**What the task requires**: Pick out every line in the material below that contains the word "Identify", and copy each one. Matches must have the same capitalization.

**Input records**:
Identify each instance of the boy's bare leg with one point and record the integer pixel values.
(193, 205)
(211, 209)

--

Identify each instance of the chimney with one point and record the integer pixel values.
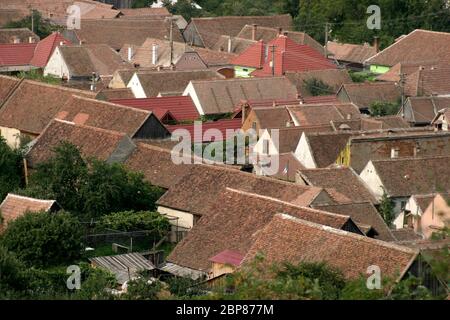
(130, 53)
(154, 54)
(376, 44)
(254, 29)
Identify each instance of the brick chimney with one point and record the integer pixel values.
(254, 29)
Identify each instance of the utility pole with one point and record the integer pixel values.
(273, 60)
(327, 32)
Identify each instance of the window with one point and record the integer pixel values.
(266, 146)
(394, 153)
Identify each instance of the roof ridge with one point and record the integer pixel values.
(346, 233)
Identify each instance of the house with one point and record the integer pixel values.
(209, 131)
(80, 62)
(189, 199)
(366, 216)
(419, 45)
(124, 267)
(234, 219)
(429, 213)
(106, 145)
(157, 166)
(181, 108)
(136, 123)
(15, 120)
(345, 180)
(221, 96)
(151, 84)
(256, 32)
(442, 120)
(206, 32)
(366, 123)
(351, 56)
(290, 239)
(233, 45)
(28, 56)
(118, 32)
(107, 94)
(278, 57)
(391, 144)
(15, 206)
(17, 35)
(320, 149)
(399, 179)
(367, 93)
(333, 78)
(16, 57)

**Finished task**:
Identify each instance of the boy's bare leg with one point and record the integer pixel values.
Identify each instance of the chimney with one point and record the integer pixel values.
Identify each instance of the brick chimney with one point and record the integer pixel values.
Identify each instance of the utility pole with one point and record the integer pixel values.
Identify each instance of the window with one point and record the integer pixel values.
Identify each instance of the roof ridge with one point and record the integer pixel values.
Identify each instance of the house with one point and record the integer pixel values.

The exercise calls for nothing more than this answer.